Document extract:

───

Commentary on 1 Corinthians 9:24-27
In a sports-obsessed culture, the meaning of these verses might seem self-evident.
From weekends spent at football games and tailgate parties at high schools, colleges, and professional stadiums alike, we seem to get what sports are all about: teamwork, determination, sacrifice.
Runners at any age training for 10Ks and marathons alike get what athletic training is all about: discipline, perseverance, fitness. Whether we enjoy sports from the comfort of our couches, the sidelines of a basketball court, or a solitary jogging trail, we turn to these verses with a plethora of experiences and emotions ready to interpret Paul’s athletic metaphors for the faith.
Perhaps, however, this is precisely where Paul loses us. He is imagining something analogous to our current sports culture but not something exactly the same.
Let’s review the text in brief. Verse 24 begins with a rhetorical question about the victor of a race. In Paul’s world, there are no medals for those who merely finish the race but only for the first to cross the finish line. In the exercise of our faith, we should strive to be like that victor. Notice though that the aim isn’t victory so much as a particular way of running the race. The comparison to our faith here is not the parallel of victory so much as the kind of effort and dedication victory requires.
The beginning of verse 25 confirms these parallels. It is not the runner’s victory nor the prize that really matters. Instead, Paul highlights how “athletes exercise self-control in all things” (1 Corinthians 9:25). The victor’s wreath is actually a mere shadow, a pale imitation of the “imperishable” wreath towards which we strive. Self-control remains at the center of the image Paul is drawing as we move to verse 26. The Christian “athlete” trains with a purpose in mind not “aimlessly” or in vain as a boxer looking to strike empty air.
Instead, Paul exercises self-control: “…I punish my body and enslave it” (1 Corinthians 9:27). An ascetic ideal is not necessarily in view here but more likely a way of life that aligns all things toward one aim: the proclamation of the good news. We prepare ourselves for a life defined by sharing the gospel through self-control and discipline.
As I wrote about last week, these verses come at the end of a long reflection of Paul’s “rights” as a called proclaimer of the good news and how he chooses to divest himself of these rights for the sake others. He could preach a gospel with strings attached but chooses to “make the gospel free of charge” (verse 18) so that as many people as possible might hear the good news. This athletic imagery is meant to help the Corinthian believers understand why he leads life this way, why he becomes “all things to all people.”
In our culture today, we might be tempted to see the athletic metaphor here as an appeal to a rugged individualism in our faith, an exhortation to individual self-control and self-improvement. Paul here is not drawing our minds primarily to the lonely and long miles a marathon runner must complete in training or to the positive aspirations to become physically fit. Paul does not imagine primarily that moment of victory when speed and determination allow us to finish the race before anyone else and we stand alone and victorious on the medal stand.

───

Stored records
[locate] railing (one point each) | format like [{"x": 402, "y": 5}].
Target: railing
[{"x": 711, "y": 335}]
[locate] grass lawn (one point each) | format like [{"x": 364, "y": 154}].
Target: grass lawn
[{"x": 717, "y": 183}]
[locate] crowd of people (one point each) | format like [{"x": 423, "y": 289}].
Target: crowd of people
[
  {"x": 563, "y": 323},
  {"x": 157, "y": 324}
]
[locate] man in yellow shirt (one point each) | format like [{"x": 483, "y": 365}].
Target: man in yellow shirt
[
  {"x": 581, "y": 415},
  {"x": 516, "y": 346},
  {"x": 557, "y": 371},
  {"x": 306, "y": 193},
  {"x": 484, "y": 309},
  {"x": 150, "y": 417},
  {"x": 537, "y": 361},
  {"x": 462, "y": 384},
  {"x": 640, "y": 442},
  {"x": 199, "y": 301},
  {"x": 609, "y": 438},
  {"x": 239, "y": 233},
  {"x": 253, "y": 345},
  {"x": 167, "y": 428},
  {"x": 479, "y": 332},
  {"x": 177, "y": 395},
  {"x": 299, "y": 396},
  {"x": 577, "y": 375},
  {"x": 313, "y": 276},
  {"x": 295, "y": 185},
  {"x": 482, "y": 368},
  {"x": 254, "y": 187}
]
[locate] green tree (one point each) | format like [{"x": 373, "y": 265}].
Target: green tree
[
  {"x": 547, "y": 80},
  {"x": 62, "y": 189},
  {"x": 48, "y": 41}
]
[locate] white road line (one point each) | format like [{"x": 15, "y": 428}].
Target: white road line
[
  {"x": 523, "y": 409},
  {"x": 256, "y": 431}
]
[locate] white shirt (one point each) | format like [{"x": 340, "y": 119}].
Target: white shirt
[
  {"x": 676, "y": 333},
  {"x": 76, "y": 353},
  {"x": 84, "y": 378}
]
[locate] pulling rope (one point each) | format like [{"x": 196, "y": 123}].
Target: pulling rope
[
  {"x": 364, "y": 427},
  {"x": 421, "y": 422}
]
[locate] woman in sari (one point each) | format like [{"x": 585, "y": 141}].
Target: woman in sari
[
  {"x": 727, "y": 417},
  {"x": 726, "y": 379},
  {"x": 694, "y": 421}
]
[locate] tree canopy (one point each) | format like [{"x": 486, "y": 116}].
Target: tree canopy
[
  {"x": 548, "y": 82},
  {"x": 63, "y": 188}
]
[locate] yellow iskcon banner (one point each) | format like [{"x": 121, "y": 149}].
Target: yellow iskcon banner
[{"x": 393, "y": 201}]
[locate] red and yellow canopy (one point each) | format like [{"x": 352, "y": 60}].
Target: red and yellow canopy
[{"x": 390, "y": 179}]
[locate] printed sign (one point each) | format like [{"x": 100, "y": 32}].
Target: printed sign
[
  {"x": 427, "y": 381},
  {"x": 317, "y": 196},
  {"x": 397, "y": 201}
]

───

Reproduce the passage of the commentary on 1 Corinthians 9:24-27 above, starting with "Runners at any" and going on through "exactly the same.".

Runners at any age training for 10Ks and marathons alike get what athletic training is all about: discipline, perseverance, fitness. Whether we enjoy sports from the comfort of our couches, the sidelines of a basketball court, or a solitary jogging trail, we turn to these verses with a plethora of experiences and emotions ready to interpret Paul’s athletic metaphors for the faith.
Perhaps, however, this is precisely where Paul loses us. He is imagining something analogous to our current sports culture but not something exactly the same.